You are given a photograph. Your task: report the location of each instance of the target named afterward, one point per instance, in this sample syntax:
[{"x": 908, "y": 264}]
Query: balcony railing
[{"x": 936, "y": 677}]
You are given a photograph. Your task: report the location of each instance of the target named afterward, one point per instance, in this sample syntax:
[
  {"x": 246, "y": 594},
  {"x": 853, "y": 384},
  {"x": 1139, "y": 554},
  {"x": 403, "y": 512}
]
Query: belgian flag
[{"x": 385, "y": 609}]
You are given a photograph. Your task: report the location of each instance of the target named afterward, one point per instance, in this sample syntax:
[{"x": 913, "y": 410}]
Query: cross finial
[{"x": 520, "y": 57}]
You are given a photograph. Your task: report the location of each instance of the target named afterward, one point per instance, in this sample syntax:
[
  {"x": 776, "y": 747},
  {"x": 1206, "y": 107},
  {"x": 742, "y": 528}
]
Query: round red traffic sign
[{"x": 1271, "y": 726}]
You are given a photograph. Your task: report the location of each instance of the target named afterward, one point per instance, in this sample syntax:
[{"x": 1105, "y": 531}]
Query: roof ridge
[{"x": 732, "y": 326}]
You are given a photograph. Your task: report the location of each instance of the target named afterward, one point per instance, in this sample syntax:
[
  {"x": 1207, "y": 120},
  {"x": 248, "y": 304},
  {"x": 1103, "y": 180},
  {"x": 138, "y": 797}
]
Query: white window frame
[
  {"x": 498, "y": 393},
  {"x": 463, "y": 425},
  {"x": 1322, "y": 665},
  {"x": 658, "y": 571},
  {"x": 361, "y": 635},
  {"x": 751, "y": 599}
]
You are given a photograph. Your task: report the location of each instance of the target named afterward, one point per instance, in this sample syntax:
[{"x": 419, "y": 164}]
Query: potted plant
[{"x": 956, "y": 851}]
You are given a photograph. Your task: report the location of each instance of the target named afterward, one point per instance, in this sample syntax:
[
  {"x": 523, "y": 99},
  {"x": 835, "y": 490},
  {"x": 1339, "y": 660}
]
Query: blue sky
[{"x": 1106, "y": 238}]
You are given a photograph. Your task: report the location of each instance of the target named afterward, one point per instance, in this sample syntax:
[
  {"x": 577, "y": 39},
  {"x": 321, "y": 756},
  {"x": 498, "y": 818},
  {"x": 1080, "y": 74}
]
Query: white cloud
****************
- PROBLEM REQUIREMENTS -
Give an exact copy of all the material above.

- FINISHED EXERCISE -
You are given a photograph. Your task: report the location of each instance of the target named afterward, one point per instance, in this sample syntax:
[{"x": 908, "y": 264}]
Query: balcony railing
[{"x": 936, "y": 677}]
You are given a photograph. Your task: report the location of each instance of the target named afterward, one point per instance, in this sample syntax:
[
  {"x": 246, "y": 594},
  {"x": 853, "y": 384},
  {"x": 1139, "y": 554},
  {"x": 403, "y": 512}
]
Query: belgian flag
[{"x": 385, "y": 609}]
You are given a photograph. Your task: report the location of each instance of the target named afterward, one point per instance, in this sample syntax:
[{"x": 913, "y": 410}]
Query: cross finial
[{"x": 520, "y": 57}]
You are given a photograph. Your task: report the location of each instance of the target named afterward, one point per instance, in this sample syntax:
[
  {"x": 776, "y": 747},
  {"x": 1206, "y": 107},
  {"x": 742, "y": 528}
]
Query: round red traffic sign
[{"x": 1271, "y": 726}]
You are given a photograph. Your task: report the location of each instance of the target named afterward, one point per instance, in this sample syntax:
[{"x": 1105, "y": 531}]
Query: roof ridge
[{"x": 732, "y": 326}]
You are given a photograph. Your task: report the location of each instance of the target named afterward, one point per instance, in this sample syntax:
[
  {"x": 1207, "y": 120},
  {"x": 248, "y": 304},
  {"x": 1103, "y": 180},
  {"x": 138, "y": 797}
]
Query: white window frame
[
  {"x": 498, "y": 393},
  {"x": 463, "y": 425},
  {"x": 1322, "y": 665},
  {"x": 658, "y": 571},
  {"x": 361, "y": 635},
  {"x": 751, "y": 599}
]
You are given a photograph. Your task: report the location of each instance of the target named afterward, one point per instance, in this sample syntax:
[{"x": 419, "y": 164}]
Query: potted plant
[{"x": 956, "y": 851}]
You are given a photograph. Your task: report the location of each instance of the target named afterward, one point per instance, in this sample syntax:
[
  {"x": 523, "y": 99},
  {"x": 835, "y": 490},
  {"x": 1339, "y": 660}
]
Query: blue sky
[{"x": 1106, "y": 238}]
You are given a photograph. Your task: report the location of each instance of the target named afterward, one point per instance, in this sample syntax:
[
  {"x": 577, "y": 39},
  {"x": 321, "y": 756},
  {"x": 498, "y": 818},
  {"x": 1080, "y": 74}
]
Query: white cloud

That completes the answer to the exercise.